### A block of data
• • •

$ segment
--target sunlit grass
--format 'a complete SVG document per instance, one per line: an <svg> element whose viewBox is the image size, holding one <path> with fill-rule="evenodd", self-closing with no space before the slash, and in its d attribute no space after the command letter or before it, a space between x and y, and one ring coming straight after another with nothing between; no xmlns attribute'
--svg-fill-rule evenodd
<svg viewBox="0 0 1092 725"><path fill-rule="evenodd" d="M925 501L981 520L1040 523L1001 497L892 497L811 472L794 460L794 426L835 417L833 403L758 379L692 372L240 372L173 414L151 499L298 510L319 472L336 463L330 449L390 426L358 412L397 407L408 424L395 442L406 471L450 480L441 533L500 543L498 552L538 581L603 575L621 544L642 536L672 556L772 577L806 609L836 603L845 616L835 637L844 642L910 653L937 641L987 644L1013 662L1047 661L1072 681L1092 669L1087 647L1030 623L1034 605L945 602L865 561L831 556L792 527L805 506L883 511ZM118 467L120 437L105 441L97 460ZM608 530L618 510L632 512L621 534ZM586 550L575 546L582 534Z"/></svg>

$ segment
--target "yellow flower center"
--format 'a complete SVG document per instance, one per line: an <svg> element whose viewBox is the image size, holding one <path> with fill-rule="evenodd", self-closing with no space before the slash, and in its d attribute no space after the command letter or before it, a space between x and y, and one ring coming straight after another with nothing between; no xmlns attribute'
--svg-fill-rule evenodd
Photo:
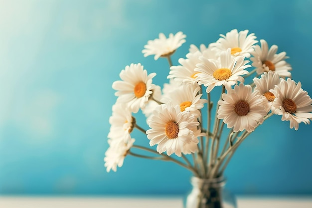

• • •

### Your instructions
Starting at the beginning of the data and ending at the line containing "501L981 520L1040 523L1001", write those lines out again with "sunlit grass" changed to "shaded grass" and nothing else altered.

### Reply
$ segment
--target shaded grass
--format 'a complete SVG document per instance, one per line: an <svg> element whose viewBox is the image size, holding one <path> with fill-rule="evenodd", self-closing with no space before the slash, and in its d attribute no space after the command letter or before it, a space between x and y, and one ring coming straight after another with nothing between; no xmlns attribute'
--svg-fill-rule evenodd
<svg viewBox="0 0 1092 725"><path fill-rule="evenodd" d="M925 501L981 520L1040 523L1001 497L892 497L811 472L794 460L794 426L835 417L833 403L758 379L692 372L240 372L173 414L151 499L298 510L319 472L336 463L330 449L390 426L358 412L397 407L408 424L395 442L406 471L450 480L441 533L500 543L498 552L538 581L603 575L621 544L642 536L672 556L772 577L806 609L836 603L845 616L835 637L844 642L910 653L937 641L987 644L1013 662L1047 661L1072 681L1092 669L1087 647L1030 623L1034 605L945 602L865 561L831 556L792 527L805 506L883 511ZM118 467L120 437L105 441L97 460ZM608 530L618 510L632 512L621 534ZM586 550L575 546L582 534Z"/></svg>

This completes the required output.